Extracted text:
Industry reports on the Television sector suggest that there is 65% growth in eyeballs over a six-year period (2012-2017), while various estimates point to overall TV advertising spends growing over 80% during the same period. Even the number of channels grew from 425 to 650, as covered in Adex. The profitability and share prices of listed broadcasters have also been growing. While the current argument is about media agencies making upfront discount commitments to advertisers in a pitch, without prior approval from broadcasters, I prefer to analyse the topic a bit deeper.
THE BROADCASTERS
I believe the top Broadcasters are sitting pretty. No agency is quoting rates to its clients out of the set precedents and perhaps some small leeway, as the agencies also know that the large broadcasters cannot be arm-twisted beyond a point. The biggest sufferers are the middle and bottom rung of broadcasters. While advertisers are having a joyous time, making their agencies fight to get the best rates, I don’t think they understand the potential value they are losing out on.

Dataset extract:

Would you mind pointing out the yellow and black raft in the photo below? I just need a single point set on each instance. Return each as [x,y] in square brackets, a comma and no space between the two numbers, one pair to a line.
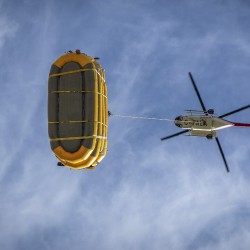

Objective: Pull out the portion of the TV advertising piece starting at "THE BROADCASTERS" and ending at "losing out on.", copied word for word. The material plays no part here.

Solution to this problem:
THE BROADCASTERS
I believe the top Broadcasters are sitting pretty. No agency is quoting rates to its clients out of the set precedents and perhaps some small leeway, as the agencies also know that the large broadcasters cannot be arm-twisted beyond a point. The biggest sufferers are the middle and bottom rung of broadcasters. While advertisers are having a joyous time, making their agencies fight to get the best rates, I don’t think they understand the potential value they are losing out on.